**LISTED RECORDS**

##############################

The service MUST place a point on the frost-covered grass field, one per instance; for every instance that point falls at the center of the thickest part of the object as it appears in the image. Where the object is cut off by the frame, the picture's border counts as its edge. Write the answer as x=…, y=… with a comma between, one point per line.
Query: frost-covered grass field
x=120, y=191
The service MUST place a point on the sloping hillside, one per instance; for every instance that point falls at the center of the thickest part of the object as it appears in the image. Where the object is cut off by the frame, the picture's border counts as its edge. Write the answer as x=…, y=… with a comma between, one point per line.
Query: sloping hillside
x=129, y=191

##############################

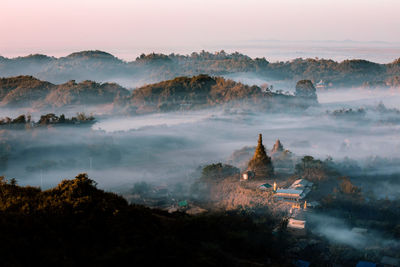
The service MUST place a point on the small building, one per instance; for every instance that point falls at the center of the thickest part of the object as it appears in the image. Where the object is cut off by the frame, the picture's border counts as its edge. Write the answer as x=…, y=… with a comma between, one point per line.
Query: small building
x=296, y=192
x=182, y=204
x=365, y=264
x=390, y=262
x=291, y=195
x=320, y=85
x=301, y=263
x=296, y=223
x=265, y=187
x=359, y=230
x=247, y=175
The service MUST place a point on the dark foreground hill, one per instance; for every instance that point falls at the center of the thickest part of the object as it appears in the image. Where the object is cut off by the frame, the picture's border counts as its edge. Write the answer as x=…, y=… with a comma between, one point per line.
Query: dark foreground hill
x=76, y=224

##############################

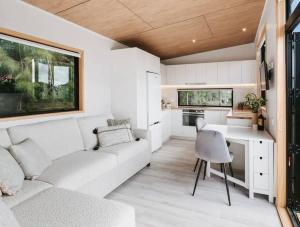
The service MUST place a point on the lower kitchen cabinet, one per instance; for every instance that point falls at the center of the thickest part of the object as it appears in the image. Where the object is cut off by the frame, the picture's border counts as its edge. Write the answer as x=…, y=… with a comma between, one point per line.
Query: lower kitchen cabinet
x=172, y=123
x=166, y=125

##############################

**WORK TO DO**
Repeat the rows from the line containing "The service MUST place a point on the small" through the line containing "x=247, y=175", keeping every character unchanged.

**EXERCISE OUTPUT**
The service MUST place a point on the small building, one per instance; for every instance that point falls at the center of the thickest part of the object as it appears in the image. Where the object is cut off by the frame, the picture's border counts as its edge. Write the answer as x=…, y=… with a comma between, one point per line.
Query: small building
x=296, y=192
x=182, y=204
x=365, y=264
x=390, y=262
x=291, y=195
x=320, y=85
x=301, y=263
x=296, y=223
x=265, y=187
x=359, y=230
x=247, y=175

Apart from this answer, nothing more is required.